▶ _Work to do_
Reproduce the records word for word, from their first line through the line holding "[150,325,504,485]", inclusive, and omit the pictures.

>> START Given records

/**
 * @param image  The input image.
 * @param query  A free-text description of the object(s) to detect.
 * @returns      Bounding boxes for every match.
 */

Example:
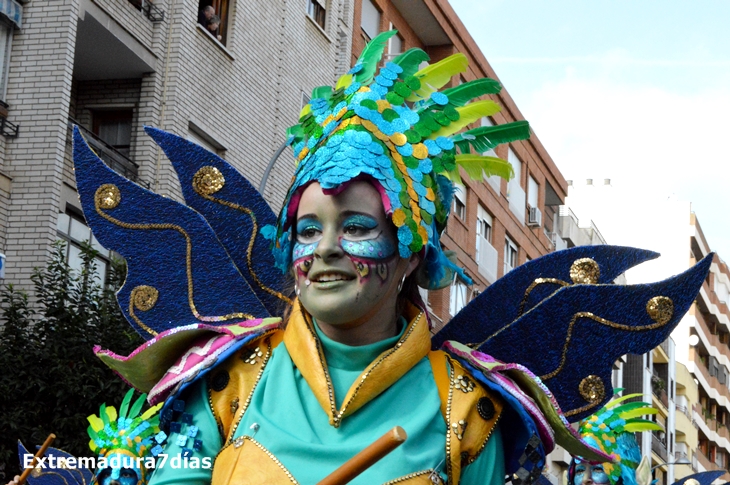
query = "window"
[507,148,526,224]
[527,175,540,207]
[477,205,493,262]
[504,237,517,274]
[449,278,467,317]
[476,205,499,283]
[388,30,403,59]
[360,0,380,40]
[56,208,110,284]
[0,15,14,100]
[307,0,327,29]
[198,0,232,45]
[92,109,132,158]
[451,184,466,221]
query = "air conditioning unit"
[527,207,542,226]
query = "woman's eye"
[345,224,367,236]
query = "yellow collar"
[284,300,431,428]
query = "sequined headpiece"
[87,389,167,484]
[269,31,529,288]
[570,394,663,485]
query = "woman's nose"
[314,228,344,261]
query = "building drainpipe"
[155,0,177,192]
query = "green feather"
[355,30,398,85]
[429,100,501,140]
[420,78,502,109]
[312,86,332,99]
[391,47,430,79]
[456,154,514,180]
[129,394,147,419]
[624,421,664,433]
[406,52,469,102]
[621,408,659,421]
[453,121,530,153]
[99,404,109,426]
[596,392,648,406]
[119,389,134,418]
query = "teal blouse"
[150,325,504,485]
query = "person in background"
[198,5,213,28]
[205,15,223,41]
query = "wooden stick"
[18,433,56,485]
[317,426,408,485]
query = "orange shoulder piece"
[428,350,504,483]
[208,330,284,443]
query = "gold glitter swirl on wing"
[540,312,669,381]
[193,165,226,195]
[646,296,674,323]
[94,186,255,331]
[516,278,570,318]
[195,183,293,305]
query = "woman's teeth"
[317,274,347,282]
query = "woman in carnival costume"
[74,32,709,485]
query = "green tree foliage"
[0,241,142,483]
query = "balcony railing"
[651,434,667,461]
[68,118,139,182]
[129,0,165,22]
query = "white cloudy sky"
[450,0,730,261]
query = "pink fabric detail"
[147,335,238,405]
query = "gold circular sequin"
[413,143,428,160]
[390,133,408,147]
[193,165,226,195]
[578,375,606,402]
[646,296,674,324]
[570,258,601,285]
[132,285,160,312]
[94,184,122,209]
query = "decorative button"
[477,397,494,421]
[210,370,230,392]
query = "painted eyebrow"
[297,214,319,222]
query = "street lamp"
[651,457,692,471]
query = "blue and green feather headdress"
[269,31,530,288]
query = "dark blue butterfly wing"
[433,246,659,348]
[477,254,713,422]
[145,127,291,315]
[74,128,270,339]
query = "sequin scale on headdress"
[270,31,530,288]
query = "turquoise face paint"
[292,217,322,275]
[573,463,609,485]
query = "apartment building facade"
[675,214,730,482]
[0,0,353,288]
[352,0,572,328]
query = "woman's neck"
[317,305,398,346]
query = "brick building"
[351,0,572,325]
[0,0,353,288]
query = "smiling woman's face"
[292,181,406,334]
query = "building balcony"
[651,434,667,462]
[69,118,139,182]
[555,205,606,247]
[73,0,156,81]
[695,448,730,482]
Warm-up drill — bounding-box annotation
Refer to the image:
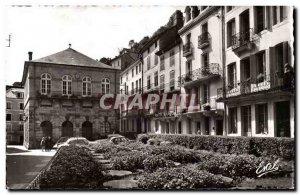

>> END Given records

▶ _Solution for this problem_
/**
 * @param image  The input image.
 * @param query  A free-text description of the object(s) to detect.
 * @returns      Bounding boxes for every match.
 */

Example:
query = "window"
[507,148,526,224]
[527,175,540,207]
[477,205,493,262]
[504,237,517,274]
[449,278,467,317]
[476,205,499,283]
[388,30,403,59]
[360,0,380,40]
[56,208,110,284]
[0,15,14,100]
[307,0,327,29]
[198,0,232,45]
[92,109,132,158]
[451,184,466,221]
query = "air conditioning unit"
[527,207,542,226]
query = "woman's eye"
[345,224,367,236]
query = "yellow collar"
[284,300,431,428]
query = "sequined headpiece"
[87,389,167,484]
[269,31,529,288]
[570,394,663,485]
query = "woman's nose"
[314,228,344,261]
query = "building drainpipe"
[155,0,177,192]
query = "green feather"
[355,30,398,85]
[429,100,501,140]
[420,78,502,109]
[312,86,332,99]
[391,47,430,79]
[456,154,514,180]
[129,394,147,419]
[624,421,664,433]
[406,52,469,102]
[621,408,659,421]
[453,121,530,153]
[99,404,109,426]
[596,392,648,406]
[119,389,134,418]
query = "teal blouse"
[150,325,504,485]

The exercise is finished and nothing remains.